*GIVEN EXERCISE*
Please repeat all of the listing exactly.

*DATA*
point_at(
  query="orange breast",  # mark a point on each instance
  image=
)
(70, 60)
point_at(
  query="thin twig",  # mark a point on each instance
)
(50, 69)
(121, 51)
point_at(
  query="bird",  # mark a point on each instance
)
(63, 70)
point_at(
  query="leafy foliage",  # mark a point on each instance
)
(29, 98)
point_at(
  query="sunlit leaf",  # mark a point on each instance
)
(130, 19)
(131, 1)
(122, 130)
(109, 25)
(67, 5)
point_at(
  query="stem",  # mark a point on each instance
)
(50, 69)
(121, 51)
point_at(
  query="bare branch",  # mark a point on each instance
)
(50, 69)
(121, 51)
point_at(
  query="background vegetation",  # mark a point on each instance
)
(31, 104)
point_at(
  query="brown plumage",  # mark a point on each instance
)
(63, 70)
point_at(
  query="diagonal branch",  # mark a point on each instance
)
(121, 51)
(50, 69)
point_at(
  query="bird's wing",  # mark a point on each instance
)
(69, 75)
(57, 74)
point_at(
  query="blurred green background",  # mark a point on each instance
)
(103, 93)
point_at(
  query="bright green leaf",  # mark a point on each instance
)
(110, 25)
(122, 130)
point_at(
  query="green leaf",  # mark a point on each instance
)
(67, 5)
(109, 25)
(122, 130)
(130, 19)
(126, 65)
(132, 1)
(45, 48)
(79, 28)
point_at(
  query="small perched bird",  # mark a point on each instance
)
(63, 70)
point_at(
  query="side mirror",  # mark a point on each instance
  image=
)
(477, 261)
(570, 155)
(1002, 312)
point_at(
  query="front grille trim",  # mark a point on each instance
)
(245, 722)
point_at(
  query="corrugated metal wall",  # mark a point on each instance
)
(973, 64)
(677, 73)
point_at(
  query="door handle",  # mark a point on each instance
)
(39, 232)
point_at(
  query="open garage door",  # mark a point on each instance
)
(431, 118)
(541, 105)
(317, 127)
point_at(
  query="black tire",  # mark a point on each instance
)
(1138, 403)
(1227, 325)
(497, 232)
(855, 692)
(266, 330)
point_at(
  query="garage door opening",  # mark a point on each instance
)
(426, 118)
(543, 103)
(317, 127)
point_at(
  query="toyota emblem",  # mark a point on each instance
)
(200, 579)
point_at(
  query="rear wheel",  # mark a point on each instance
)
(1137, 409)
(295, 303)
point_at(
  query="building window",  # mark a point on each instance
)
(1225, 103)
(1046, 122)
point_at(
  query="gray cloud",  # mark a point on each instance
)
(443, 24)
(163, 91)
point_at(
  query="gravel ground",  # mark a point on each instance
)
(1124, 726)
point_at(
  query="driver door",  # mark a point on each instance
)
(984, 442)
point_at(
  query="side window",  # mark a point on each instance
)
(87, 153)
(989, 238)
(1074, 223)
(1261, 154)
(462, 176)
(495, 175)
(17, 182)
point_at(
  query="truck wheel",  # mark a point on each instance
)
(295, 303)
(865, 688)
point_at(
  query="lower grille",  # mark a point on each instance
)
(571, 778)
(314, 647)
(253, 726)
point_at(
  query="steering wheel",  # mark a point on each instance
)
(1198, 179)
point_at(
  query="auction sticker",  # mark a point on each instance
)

*ANSWER TO THIS TASK*
point_at(
  query="orange breast",  # mark a point on each instance
  image=
)
(70, 60)
point_at(
  query="thin twig",  # mark a point on each instance
)
(50, 69)
(121, 51)
point_at(
  query="bird",  # mark a point on each instance
)
(63, 70)
point_at(
  query="leafy foliage",  # mark a point on each instance
)
(29, 98)
point_at(
  query="sunlit leaf",  # mark a point on each instance
)
(130, 19)
(131, 1)
(122, 130)
(109, 25)
(67, 5)
point_at(
  query="stem",  # mark a point on each instance
)
(50, 69)
(121, 51)
point_at(
  query="bare branch",  # mark a point on each instance
)
(50, 69)
(121, 51)
point_at(
  query="background vegetation",  # mark a point on each instance
)
(31, 104)
point_at(
  query="brown plumage",  # mark a point on each instance
)
(63, 70)
point_at(
  query="diagonal branch",  # mark a point on each instance
)
(121, 51)
(50, 69)
point_at(
  query="bird's wing",  # mark a point on each instance
)
(69, 75)
(57, 74)
point_at(
  query="blurred green background",  # mark a point on each instance
)
(103, 93)
point_at(
  query="bright green leaf",  # mark a point on each instance
)
(110, 25)
(122, 130)
point_at(
  query="green leaf",  # mark a point on each instance
)
(67, 5)
(109, 25)
(122, 130)
(130, 19)
(126, 65)
(132, 1)
(45, 48)
(79, 28)
point_at(
  query="small perched bird",  # mark a point on each instance
)
(63, 70)
point_at(
  query="side mirror",  # mark a point on each instance
  image=
)
(477, 261)
(570, 155)
(1002, 312)
point_at(
  query="front grille trim",  # mark a point on each instance
)
(245, 722)
point_at(
  query="corrugated metal wall",  # mark a point on each instance
)
(973, 64)
(677, 73)
point_at(
  query="door handle",  # mark a point on each instance
)
(39, 232)
point_at(
  query="open garage door",  # mark a point on each instance
)
(431, 118)
(541, 105)
(317, 127)
point_at(
  query="black tire",  # mark a point on each instance
)
(1138, 403)
(1227, 325)
(497, 232)
(855, 692)
(266, 330)
point_at(
  query="garage door opening",  # mark a point on each instance
)
(426, 118)
(543, 103)
(317, 127)
point_at(
  query="toyota emblem",  # mark a point on each instance
)
(200, 579)
point_at(
  query="rear wheel",  # mark a point on each instance
)
(1137, 409)
(295, 303)
point_at(
  query="building window",  # mark a point on each instance
)
(1225, 103)
(1046, 122)
point_at(
  query="gray cloud",  # mark a point on each instance
)
(443, 24)
(163, 91)
point_at(
  query="gravel ground",  # mark a point on each instance
)
(1124, 726)
point_at(
  query="driver door",  # mark a point on each instance
)
(984, 442)
point_at(
  query="side window",  # mark a point on each instance
)
(87, 153)
(989, 238)
(1074, 223)
(1261, 154)
(462, 176)
(495, 175)
(17, 182)
point_at(
  query="truck wheel",  # mark a point on each instance
)
(295, 303)
(865, 688)
point_at(
  query="lower grille",  # mark a point on each instance
)
(571, 778)
(314, 647)
(253, 726)
point_at(
  query="steering wheel",  # mark a point on each instance
)
(1198, 179)
point_at(
  query="auction sticker",  # mark a point on each instance
)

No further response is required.